**WHAT THE TASK REQUIRES:**
A faithful copy of the data, pictures omitted, is the required answer.

**ENTRIES PROVIDED:**

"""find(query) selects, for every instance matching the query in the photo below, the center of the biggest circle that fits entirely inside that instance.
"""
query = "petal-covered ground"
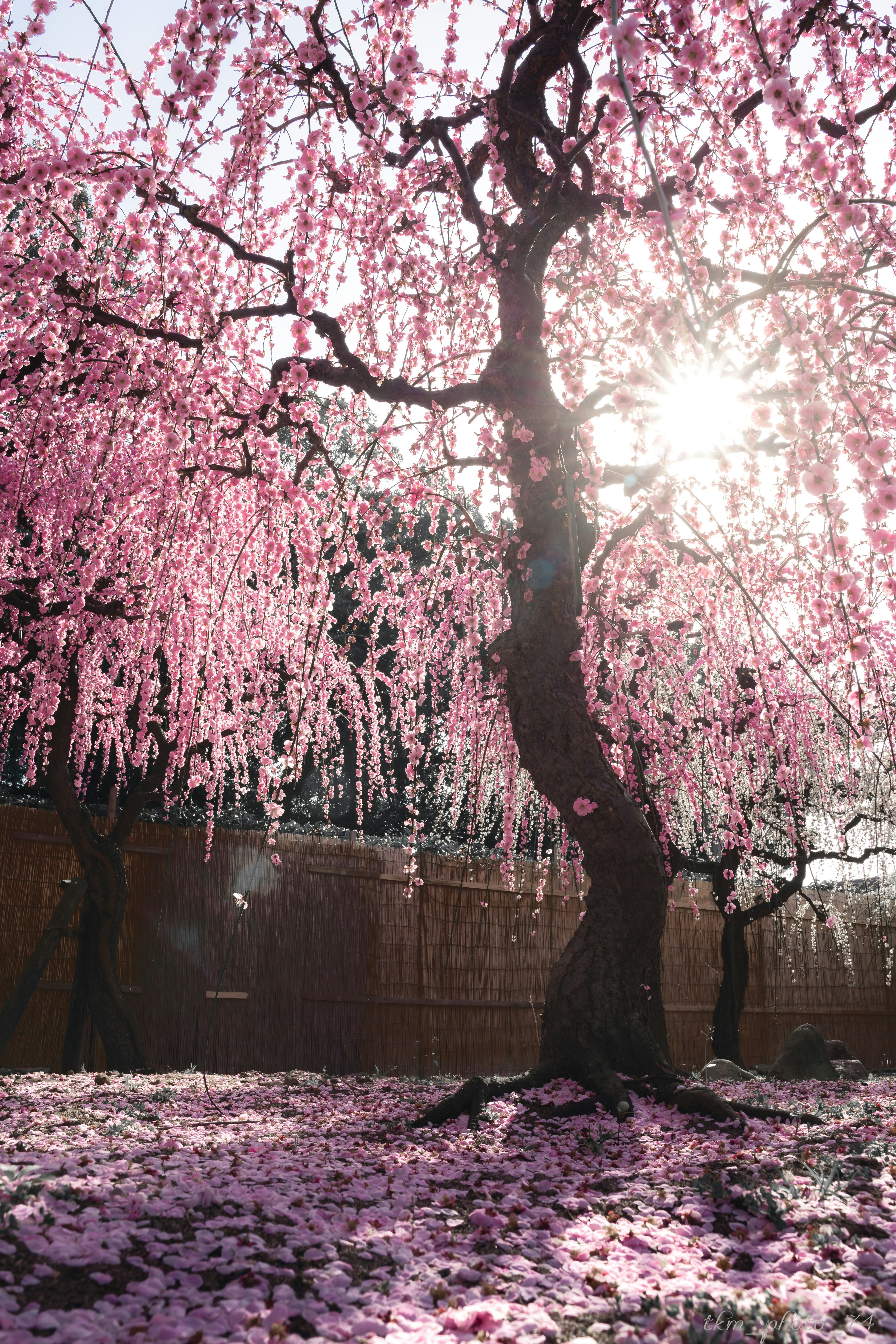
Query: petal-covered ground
(132, 1210)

**RESULT FOR THIS EXERCISE:**
"""find(query) selects, for every instance matching the query in the photo below, the center of the biggest circle that fits entirely inside that instance.
"""
query = "petal-covered ground"
Query: petal-covered ground
(132, 1210)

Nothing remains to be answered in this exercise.